(SELECTED TEXT):
I'm not afraid to shoot long distances if I know I can make a good shot. I have my own shooting range on my property that allows me to shoot up to 500 yrds. (further if needed) I'm at the range alot practicing my long range shooting.
So it can be done, but it takes alot of time and alot of patience. (patience=finding the right load or combination you gun likes to shoot)
Mon, 2010-12-06 16:14#4
I don't think I would push it
I don't think I would push it much past 150 yards. I shoot it at 100 yards now, but I don't think I could push it to 200. Just don't feel comfortable with that disatnce.
Then again, what animal are we talking about? If it's a bigger animal, say an elk, I would have to reconsider that. I would probably take a shot out to 200 yards. I know the gun can shoot that far, and you kill zone is twice what it is on a deer, so yeah, I can see myself doing it in that situation.

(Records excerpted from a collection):
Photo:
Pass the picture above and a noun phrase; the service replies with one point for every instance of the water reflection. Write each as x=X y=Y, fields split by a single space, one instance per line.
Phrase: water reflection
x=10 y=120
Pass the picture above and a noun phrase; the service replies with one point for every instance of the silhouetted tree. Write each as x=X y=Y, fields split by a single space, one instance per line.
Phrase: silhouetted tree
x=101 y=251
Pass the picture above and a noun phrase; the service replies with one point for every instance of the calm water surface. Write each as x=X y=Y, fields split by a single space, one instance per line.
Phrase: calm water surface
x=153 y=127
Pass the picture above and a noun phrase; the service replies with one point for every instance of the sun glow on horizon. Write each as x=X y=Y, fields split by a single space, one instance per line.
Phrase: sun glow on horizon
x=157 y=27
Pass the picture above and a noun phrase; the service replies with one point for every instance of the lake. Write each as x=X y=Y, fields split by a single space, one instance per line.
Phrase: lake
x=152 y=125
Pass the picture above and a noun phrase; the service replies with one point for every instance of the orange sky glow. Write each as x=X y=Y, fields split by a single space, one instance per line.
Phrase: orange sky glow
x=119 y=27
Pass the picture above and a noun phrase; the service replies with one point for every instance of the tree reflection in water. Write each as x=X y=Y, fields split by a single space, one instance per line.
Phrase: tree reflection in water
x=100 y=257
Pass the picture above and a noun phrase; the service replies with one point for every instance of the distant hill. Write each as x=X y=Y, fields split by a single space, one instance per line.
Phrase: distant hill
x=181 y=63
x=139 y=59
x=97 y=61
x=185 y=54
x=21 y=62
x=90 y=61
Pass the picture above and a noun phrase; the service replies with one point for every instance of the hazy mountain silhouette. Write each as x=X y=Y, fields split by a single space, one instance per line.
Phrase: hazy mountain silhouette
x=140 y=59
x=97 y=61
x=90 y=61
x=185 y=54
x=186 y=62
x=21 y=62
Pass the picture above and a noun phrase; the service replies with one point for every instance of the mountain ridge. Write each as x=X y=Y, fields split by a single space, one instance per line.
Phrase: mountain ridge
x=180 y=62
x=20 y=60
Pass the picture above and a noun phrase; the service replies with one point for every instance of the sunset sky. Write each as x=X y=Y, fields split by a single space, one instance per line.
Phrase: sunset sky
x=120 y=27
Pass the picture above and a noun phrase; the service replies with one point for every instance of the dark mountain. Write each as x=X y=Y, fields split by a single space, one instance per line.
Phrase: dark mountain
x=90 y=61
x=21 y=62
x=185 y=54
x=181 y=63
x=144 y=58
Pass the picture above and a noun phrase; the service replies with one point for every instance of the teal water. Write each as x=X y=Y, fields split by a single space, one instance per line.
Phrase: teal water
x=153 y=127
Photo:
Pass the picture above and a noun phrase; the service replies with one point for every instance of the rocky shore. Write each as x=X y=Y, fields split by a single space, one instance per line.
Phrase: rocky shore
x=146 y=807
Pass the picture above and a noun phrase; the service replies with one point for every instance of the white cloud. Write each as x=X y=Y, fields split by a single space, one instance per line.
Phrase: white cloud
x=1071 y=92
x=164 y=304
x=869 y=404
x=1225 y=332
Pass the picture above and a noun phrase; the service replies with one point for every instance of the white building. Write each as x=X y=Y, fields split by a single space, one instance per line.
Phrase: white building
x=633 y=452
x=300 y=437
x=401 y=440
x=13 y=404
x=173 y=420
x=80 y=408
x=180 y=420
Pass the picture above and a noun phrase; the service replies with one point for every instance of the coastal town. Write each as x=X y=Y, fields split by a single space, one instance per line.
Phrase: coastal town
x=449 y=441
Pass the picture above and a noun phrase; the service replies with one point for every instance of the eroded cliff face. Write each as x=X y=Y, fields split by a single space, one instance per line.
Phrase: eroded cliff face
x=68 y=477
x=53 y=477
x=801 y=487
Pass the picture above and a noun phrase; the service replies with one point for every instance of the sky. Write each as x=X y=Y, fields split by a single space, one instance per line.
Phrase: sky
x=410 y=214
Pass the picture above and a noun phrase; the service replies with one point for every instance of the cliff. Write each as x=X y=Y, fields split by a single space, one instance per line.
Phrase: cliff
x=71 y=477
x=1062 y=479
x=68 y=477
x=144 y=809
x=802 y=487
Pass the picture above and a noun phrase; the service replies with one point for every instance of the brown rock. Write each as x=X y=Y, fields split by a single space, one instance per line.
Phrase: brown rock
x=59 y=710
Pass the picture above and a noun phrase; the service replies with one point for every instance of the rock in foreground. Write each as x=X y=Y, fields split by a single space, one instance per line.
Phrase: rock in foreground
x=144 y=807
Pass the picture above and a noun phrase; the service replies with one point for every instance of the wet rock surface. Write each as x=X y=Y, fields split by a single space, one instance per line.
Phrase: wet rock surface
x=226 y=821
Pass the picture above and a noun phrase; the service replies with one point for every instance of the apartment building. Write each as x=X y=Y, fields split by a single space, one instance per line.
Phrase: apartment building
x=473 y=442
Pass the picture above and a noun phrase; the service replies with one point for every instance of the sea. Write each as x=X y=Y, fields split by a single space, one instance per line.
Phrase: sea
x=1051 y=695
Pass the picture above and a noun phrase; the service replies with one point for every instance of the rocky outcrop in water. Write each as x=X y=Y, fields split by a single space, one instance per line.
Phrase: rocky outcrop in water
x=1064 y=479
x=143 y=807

(EXERCISE):
In the forum text about shooting distances, how far could the shooting range on the first writer's property be used?

(TASK SOLUTION):
Up to 500 yards, or further if needed.